─── Passage provided
Mrs. Zidanich is a high school graduate, but has no formal education beyond high school. Mrs. Steinberg holds a bachelor of science degree in education from the University of Illinois. Mr. Steinberg has "some college" education.
Petitioners do not have any formal training or work experience in investments. Petitioners do not have any education or work experience in plastics recycling or plastics materials. Petitioners did not independently investigate the Sentinel recyclers. Petitioners did not see a Sentinel recycler or any other type of plastics recycler prior to participating in the recycling ventures.
In Provizer v. Commissioner [Dec. 48,102(M)], T.C. Memo. 1992-177, a test case involving the Clearwater transaction and another tier partnership, this Court (1) found that each Sentinel EPE recycler had a fair market value not in excess of $50,000, (2) held that the Clearwater transaction was a sham because it lacked economic substance and a business purpose, (3) upheld the section 6659 addition to tax for valuation overstatement since the underpayment of taxes was directly related to the overstatement of the value of the Sentinel EPE recyclers, and (4) held that losses and credits claimed with respect to Clearwater were attributable to tax-motivated transactions within the meaning of section 6621(c). In reaching the conclusion that the Clearwater transaction lacked economic substance and a business purpose, this Court relied heavily upon the overvaluation of the Sentinel EPE recyclers.
──────
─── Data lines
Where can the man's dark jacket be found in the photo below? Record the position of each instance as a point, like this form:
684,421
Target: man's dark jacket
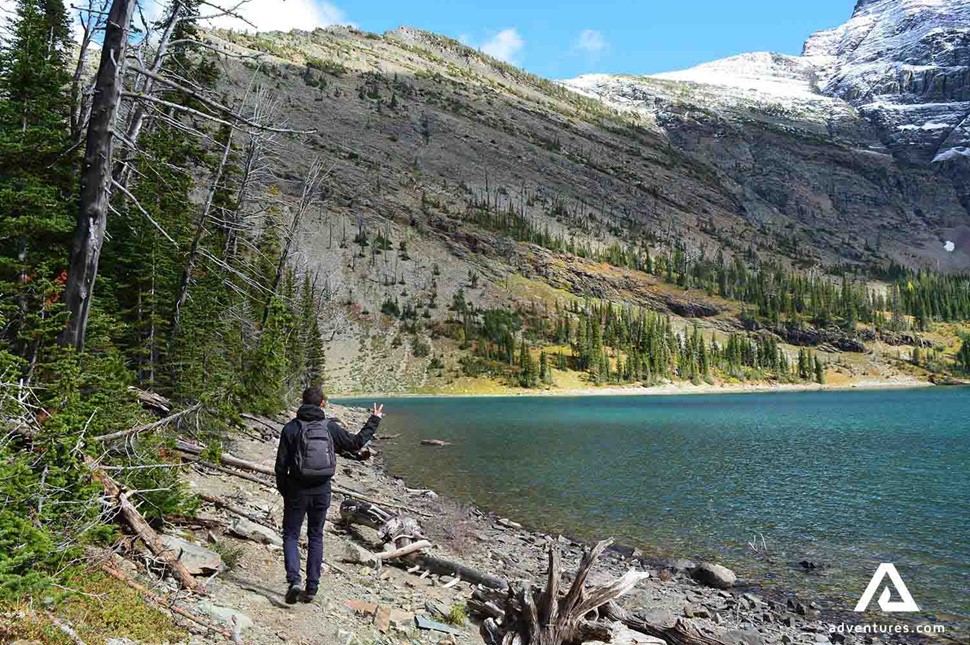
287,480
──────
■ Required actions ■
a - From the tax court passage above, list the four things the Court did in Provizer v. Commissioner, in the order given.
b - Answer these from the tax court passage:
(i) What degree does Mrs. Steinberg hold, and from which university?
(ii) What upper limit did the Court place on the fair market value of each Sentinel EPE recycler?
(iii) Under which section was the addition to tax for valuation overstatement upheld?
c - Reproduce word for word the part of the tax court passage between "Petitioners do not have any formal" and "the recycling ventures.", inclusive.

■ Results of the exercise ■
a -
1. It found that each Sentinel EPE recycler had a fair market value not in excess of $50,000.
2. It held that the Clearwater transaction was a sham because it lacked economic substance and a business purpose.
3. It upheld the section 6659 addition to tax for valuation overstatement, since the underpayment of taxes was directly related to the overstatement of the value of the Sentinel EPE recyclers.
4. It held that losses and credits claimed with respect to Clearwater were attributable to tax-motivated transactions within the meaning of section 6621(c).

b -
(i) A bachelor of science degree in education from the University of Illinois.
(ii) Not in excess of $50,000.
(iii) Section 6659.

c -
Petitioners do not have any formal training or work experience in investments. Petitioners do not have any education or work experience in plastics recycling or plastics materials. Petitioners did not independently investigate the Sentinel recyclers. Petitioners did not see a Sentinel recycler or any other type of plastics recycler prior to participating in the recycling ventures.